===== Extract provided

Sex Offender Database Outage

BI Incorporated runs a Microsoft-based database of registered sex offenders in the US. They suffered a major outage when they hit more than 2.1 billion records. Apparently no one saw it coming.

An explanation is posted on their website:

“At 7:29 a.m. Mountain Time on Oct. 5, BI Incorporated experienced a problem with one of its offender monitoring servers that caused this server’s automatic notification system to be temporarily disabled, resulting in delayed notifications to customers. The issue was resolved approximately 12 hours later at 7:25 p.m. MT. The issue was confined to the BI TotalAccess Server when its database exceeded its 2.1 billion record threshold. The BI system notified administrators and technical staff of the issue immediately and a team was immediately assembled to diagnose and plan for recovery.

“Importantly, the monitoring system continued to operate and gather information, but transmissions were delayed until the system was restored. Offender activity logged while the server was being worked on was effectively processed at 7:25 p.m. MT when the system was restored. Alerts that may have occurred during this period were transmitted to our customers at that time.

The database ran “out of values in a column in a table”. It now has been expanded, they say, to 1 trillion records. They did not explain the rate of change to records over time. Was it getting exponentially larger lately or has it been slowly creeping? An expert is cited in their press release saying no one could have predicted running out of space.

The irony of the story, and that expert testimony, is that an alerting system for this alerting system is said to now be a priority for BI.

…we are working with Microsoft to develop a warning system on database thresholds so we can anticipate these issues in the future

New California Driver License Security Features

The State of California has added a list of security features (some public, some secret) to its drivers license. The LA Times says it was designed to thwart counterfeiters.

Among the new features, licenses for drivers under age 21 will be printed vertically, making them easier to identify for police and shopkeepers. The cardholder’s signature and birthday will be raised, allowing them to be felt by touch.

Hidden images can be seen only with the use of ultraviolet light, and a laser perforation outline of the California brown bear will be visible when a flashlight is pressed against the back of the card.

The back of the card will still have a magnetic stripe but will also have a 2D barcode; both store information from the front of the card.

The new license was only just released but already I hear licenses from Nevada and Oregon are more common. California says they issue about 8 million licenses and ID cards a year. Will a change in that rate number be linked to these security measures?

On the flip side inside jobs are usually the most dangerous; the new CA license will definitely carry more weight but will it have the appropriate protection of the source? A certificate authority’s certificates are only as good as…

I am excited to know my signature will soon be easily copied with a piece of paper, some charcoal and a little pressure.


Updated 2019: So many people are coming to this post I wrote in 2010 to find out about the “Real ID” cards that have been available since January 22, 2018, due to a deadline of October 2010 for federal security. Valid U.S. passport will be required after October 2020, if you don’t have a Real ID card. California DMV has a Real ID portal site.

==========
===== Given records

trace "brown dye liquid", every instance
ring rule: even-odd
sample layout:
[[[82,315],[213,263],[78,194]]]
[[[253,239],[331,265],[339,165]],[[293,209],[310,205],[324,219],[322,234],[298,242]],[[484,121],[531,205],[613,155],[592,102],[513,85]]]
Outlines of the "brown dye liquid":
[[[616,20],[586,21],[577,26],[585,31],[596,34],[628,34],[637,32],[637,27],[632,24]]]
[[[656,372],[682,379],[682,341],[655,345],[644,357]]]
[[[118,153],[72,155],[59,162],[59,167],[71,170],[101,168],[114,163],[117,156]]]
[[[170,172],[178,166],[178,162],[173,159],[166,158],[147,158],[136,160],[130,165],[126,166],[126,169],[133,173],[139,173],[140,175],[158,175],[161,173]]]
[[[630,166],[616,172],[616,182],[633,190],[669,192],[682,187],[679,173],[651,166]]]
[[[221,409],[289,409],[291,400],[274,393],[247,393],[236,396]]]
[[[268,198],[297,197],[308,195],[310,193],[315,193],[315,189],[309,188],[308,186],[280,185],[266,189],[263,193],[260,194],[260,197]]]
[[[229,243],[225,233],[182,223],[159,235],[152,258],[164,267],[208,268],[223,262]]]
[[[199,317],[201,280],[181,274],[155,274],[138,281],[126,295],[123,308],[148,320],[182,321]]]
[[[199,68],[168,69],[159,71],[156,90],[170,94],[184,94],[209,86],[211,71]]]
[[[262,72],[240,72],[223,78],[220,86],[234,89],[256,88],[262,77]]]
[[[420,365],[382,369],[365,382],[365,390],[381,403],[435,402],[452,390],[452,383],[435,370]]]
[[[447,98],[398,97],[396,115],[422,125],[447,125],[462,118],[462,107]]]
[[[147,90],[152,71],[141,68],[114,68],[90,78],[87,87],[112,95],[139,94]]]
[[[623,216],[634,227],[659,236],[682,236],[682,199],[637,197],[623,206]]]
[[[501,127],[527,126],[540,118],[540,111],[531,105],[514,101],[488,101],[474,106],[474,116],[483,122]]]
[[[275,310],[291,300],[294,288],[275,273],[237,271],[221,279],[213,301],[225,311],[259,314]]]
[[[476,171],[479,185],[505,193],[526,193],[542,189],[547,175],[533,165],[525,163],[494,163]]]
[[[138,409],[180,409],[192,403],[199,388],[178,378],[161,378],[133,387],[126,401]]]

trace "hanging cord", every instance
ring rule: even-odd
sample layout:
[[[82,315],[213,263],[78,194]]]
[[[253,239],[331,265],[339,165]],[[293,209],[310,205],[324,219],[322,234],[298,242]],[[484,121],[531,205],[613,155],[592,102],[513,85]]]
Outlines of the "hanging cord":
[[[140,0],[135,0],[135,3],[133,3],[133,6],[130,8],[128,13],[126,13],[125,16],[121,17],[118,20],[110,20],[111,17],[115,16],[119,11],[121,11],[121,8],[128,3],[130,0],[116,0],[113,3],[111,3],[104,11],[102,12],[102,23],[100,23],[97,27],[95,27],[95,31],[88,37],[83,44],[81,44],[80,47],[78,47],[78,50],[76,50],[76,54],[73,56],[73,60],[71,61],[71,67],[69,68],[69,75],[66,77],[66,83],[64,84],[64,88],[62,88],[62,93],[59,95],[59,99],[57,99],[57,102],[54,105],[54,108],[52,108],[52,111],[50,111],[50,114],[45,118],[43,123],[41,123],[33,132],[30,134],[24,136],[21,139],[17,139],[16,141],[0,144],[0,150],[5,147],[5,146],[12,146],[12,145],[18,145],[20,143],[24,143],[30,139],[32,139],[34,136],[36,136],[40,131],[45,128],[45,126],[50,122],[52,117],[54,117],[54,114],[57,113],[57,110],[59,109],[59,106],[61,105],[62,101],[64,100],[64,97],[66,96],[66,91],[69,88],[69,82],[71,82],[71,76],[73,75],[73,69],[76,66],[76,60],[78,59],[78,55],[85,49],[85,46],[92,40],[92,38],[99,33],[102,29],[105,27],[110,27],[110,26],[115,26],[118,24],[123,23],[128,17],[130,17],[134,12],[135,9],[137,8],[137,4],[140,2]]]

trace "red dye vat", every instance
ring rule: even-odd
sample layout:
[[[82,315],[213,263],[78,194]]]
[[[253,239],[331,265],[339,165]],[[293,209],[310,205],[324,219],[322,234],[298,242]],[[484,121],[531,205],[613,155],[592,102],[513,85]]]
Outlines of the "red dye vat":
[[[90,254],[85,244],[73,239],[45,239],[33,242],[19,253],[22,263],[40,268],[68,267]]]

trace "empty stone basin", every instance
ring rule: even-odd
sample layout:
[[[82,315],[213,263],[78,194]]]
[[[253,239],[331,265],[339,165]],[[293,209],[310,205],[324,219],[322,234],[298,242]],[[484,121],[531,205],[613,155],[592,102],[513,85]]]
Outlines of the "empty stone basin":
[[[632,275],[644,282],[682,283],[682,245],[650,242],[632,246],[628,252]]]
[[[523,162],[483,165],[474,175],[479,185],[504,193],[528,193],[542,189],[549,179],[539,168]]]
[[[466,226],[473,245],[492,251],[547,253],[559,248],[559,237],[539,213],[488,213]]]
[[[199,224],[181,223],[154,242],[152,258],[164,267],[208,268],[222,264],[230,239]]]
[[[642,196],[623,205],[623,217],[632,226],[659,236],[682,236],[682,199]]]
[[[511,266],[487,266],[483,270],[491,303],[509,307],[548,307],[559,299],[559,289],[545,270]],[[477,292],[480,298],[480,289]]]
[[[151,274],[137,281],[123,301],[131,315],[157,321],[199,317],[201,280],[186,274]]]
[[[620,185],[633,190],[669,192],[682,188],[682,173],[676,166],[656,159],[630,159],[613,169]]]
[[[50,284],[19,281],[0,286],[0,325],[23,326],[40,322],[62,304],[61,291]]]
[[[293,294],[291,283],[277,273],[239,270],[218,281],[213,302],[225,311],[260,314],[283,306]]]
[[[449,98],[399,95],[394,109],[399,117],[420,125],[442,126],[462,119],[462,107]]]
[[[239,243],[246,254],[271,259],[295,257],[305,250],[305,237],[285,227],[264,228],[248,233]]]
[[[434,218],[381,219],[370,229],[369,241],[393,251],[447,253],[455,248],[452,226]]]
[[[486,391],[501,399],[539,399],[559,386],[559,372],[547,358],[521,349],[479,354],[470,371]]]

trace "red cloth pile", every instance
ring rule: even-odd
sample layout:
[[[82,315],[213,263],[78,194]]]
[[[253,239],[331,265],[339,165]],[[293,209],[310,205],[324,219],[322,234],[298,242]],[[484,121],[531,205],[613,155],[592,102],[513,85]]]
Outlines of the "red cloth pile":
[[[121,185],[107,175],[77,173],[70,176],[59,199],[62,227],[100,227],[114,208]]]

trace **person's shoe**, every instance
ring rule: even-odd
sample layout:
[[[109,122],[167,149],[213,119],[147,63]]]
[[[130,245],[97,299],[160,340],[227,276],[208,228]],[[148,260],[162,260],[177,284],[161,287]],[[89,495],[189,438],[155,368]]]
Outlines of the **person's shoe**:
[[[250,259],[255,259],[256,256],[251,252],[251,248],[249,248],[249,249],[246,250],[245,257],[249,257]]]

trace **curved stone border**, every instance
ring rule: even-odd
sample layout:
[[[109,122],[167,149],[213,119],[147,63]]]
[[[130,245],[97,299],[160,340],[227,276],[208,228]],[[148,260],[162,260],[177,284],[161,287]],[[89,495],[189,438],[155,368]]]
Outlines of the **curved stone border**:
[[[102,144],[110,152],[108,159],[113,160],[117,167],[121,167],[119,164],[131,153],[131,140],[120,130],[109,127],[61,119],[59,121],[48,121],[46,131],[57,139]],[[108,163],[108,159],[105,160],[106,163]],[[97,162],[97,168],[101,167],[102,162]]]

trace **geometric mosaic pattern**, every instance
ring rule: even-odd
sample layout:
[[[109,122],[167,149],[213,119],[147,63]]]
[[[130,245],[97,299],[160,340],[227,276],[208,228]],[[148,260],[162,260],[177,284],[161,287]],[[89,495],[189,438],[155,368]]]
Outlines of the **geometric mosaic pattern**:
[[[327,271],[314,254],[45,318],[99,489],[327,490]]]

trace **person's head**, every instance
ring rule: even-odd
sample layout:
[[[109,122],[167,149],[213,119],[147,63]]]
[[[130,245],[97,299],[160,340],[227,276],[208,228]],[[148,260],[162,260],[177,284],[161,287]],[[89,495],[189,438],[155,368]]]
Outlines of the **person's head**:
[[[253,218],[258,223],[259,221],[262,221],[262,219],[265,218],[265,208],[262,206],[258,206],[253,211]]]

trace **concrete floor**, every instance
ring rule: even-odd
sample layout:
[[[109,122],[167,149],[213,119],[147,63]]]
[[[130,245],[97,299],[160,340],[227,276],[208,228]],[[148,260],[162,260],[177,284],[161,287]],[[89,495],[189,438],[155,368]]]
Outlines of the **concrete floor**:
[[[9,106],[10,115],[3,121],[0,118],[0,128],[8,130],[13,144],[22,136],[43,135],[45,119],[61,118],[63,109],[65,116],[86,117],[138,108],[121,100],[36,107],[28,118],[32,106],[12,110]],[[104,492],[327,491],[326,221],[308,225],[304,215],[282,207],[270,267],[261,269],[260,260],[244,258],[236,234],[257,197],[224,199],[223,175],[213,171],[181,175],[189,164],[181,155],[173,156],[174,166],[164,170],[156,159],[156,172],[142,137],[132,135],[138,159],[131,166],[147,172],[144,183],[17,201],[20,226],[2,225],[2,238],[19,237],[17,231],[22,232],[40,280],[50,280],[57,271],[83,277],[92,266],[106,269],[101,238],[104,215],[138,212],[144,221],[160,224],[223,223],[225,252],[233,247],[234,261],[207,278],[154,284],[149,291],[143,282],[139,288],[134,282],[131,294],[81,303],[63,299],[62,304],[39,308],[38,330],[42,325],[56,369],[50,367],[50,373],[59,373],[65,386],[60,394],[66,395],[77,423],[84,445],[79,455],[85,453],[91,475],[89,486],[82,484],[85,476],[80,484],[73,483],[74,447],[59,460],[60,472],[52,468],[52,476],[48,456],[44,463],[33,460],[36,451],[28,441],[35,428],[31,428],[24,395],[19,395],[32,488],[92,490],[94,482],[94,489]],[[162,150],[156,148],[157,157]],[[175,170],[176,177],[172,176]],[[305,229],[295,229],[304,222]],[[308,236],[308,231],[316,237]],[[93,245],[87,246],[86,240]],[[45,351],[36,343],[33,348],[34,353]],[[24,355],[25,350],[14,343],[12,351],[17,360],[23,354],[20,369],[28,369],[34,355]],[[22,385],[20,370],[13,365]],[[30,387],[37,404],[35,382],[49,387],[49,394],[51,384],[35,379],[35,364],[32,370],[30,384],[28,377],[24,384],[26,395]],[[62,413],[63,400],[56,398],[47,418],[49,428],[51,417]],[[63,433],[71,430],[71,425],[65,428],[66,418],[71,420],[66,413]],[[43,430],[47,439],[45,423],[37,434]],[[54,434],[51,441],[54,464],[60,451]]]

==========

List every new feature the blog post describes for the California driver license. Leave out anything the card is said to keep from before. Rely only on the blog post when you respond.

Output for this exercise
- Licenses for drivers under age 21 are printed vertically.
- The cardholder's signature and birthday are raised so they can be felt by touch.
- Hidden images can be seen only under ultraviolet light.
- A laser perforation outline of the California brown bear shows when a flashlight is pressed against the back of the card.
- A 2D barcode on the back stores information from the front of the card.